Instrucción dada 1:
Reescribe el fragmento del texto que va de "(...) Sobre la" a "ante sus ojos?", poniendo "pintor" en lugar de "artista".
Instrucción dada 2:
Convierte en una lista breve el párrafo del texto que comienza con "Sobre el retrato. Sobre el paisaje", sin perder sus datos principales.

Texto:
################
Este trabajo de idealización se da en mí casi sin yo saberlo, cuando reproduzco una composición surgida de mi cerebro. Esta segunda edición siempre queda corregida y más cercana a un ideal necesario; de este modo, ocurre lo que parece una contradicción y que no obstante explica cómo una ejecución demasiado detallada, como la de Rubens, por ejemplo, puede no ahogar la imaginación por el efecto. Esta ejecución se ejerce sobre un tema perfectamente idealizado; la superabundancia de detalles que se deslizan en ella, debido a la imperfección de la memoria, no puede destruir esta simplicidad, por otra parte muy interesante, que se encontró primero en la exposición de la idea, y, como acabamos de ver a propósito de Rubens, la franqueza de la ejecución acaba de salvar el inconveniente de la prodigalidad de detalles. Si, en medio de una composición semejante, introducís una parte realizada con gran cuidado a partir de un modelo, y si lo hacéis sin ocasionar una gran discordancia, habréis ganado el mayor de los retos y armonizado lo que parece inconciliable; de alguna forma se trata de la introducción de la realidad en medio de un sueño; habréis reunido dos artes diferentes, ya que el arte del pintor verdaderamente idealista difiere tanto del frío copista como la declamación de la Fedra dista de la carta de una modistilla a su amante. La mayoría de esos pintores, tan escrupulosos en el empleo del modelo, sólo suelen ejercer su capacidad de copiarlo fielmente en composiciones mal digeridas y sin interés. Creen haber incluido todo, cuando han reproducido cabezas, manos y accesorios imitados servilmente y sin relación mutua.

(...) Sobre la imitación de la naturaleza, este gran punto de partida de todas las escuelas y que las divide tan profundamente, según lo interpreten, toda la cuestión parece reducirse a lo siguiente: ¿está hecha con miras a complacer a la imaginación o bien para satisfacer simplemente una especie de conciencia de carácter singular que consiste, para el artista, en estar contento de sí mismo cuando ha copiado, lo más exactamente posible, el modelo que tiene ante sus ojos?

París, 29 de julio de 1854

Sobre el retrato. Sobre el paisaje, como acompañamiento de los sujetos. Sobre el desprecio de los modernos hacia este elemento de interés. Sobre la ignorancia en la que se encontraban casi todos los grandes maestros sobre el efecto que de él se podía extraer: Rubens, por ejemplo, que hacía muy bien el paisaje, no se preocupaba de relacionarlo con sus figuras, a fin de hacerlas más patentes, quiero decir patentes para el espíritu, puesto que para la vista, sus fondos generalmente están calculados para exagerar un poco el color de las figuras por el contraste. En Rembrandt –y esto ya es la perfección–, el fondo y la figura incluso no son más que uno. El punto de interés se encuentra por todas partes: no se distingue nada, como si se tratara de una bella vista ofrecida por la naturaleza y en donde todo converge para encantarnos. En Watteau, los árboles son habituales: siempre son los mismos y además se trata de árboles que recuerdan más los decorados de los teatros que los del bosque. Un cuadro de Watteau colocado junto a un Ruysdaël o un Ostade pierde mucho. Lo artificial salta a la vista. Uno se cansa rápidamente del convencionalismo que presentan y no puede menos que quedarse con los flamencos.
################
Datos recogidos:
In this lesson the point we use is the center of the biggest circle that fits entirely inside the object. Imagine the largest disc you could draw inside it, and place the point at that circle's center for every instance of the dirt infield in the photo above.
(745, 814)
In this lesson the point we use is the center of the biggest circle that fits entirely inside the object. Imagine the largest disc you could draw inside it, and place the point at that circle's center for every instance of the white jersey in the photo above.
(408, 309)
################
Salida completa 1:
(...) Sobre la imitación de la naturaleza, este gran punto de partida de todas las escuelas y que las divide tan profundamente, según lo interpreten, toda la cuestión parece reducirse a lo siguiente: ¿está hecha con miras a complacer a la imaginación o bien para satisfacer simplemente una especie de conciencia de carácter singular que consiste, para el pintor, en estar contento de sí mismo cuando ha copiado, lo más exactamente posible, el modelo que tiene ante sus ojos?

Salida completa 2:
- Temas que se anuncian: el retrato, el paisaje como acompañamiento de los sujetos, el desprecio de los modernos hacia este elemento y la ignorancia de casi todos los grandes maestros sobre el efecto que de él se podía extraer.
- Rubens hacía muy bien el paisaje, pero no lo relacionaba con sus figuras para hacerlas más patentes para el espíritu. Para la vista, sus fondos suelen exagerar un poco, por contraste, el color de las figuras.
- En Rembrandt, fondo y figura son uno solo. El interés está por todas partes, como en una bella vista ofrecida por la naturaleza.
- En Watteau los árboles son siempre los mismos y recuerdan más los decorados de teatro que el bosque.
- Junto a un Ruysdaël o un Ostade, un cuadro de Watteau pierde mucho. Lo artificial salta a la vista, su convencionalismo cansa pronto y uno acaba quedándose con los flamencos.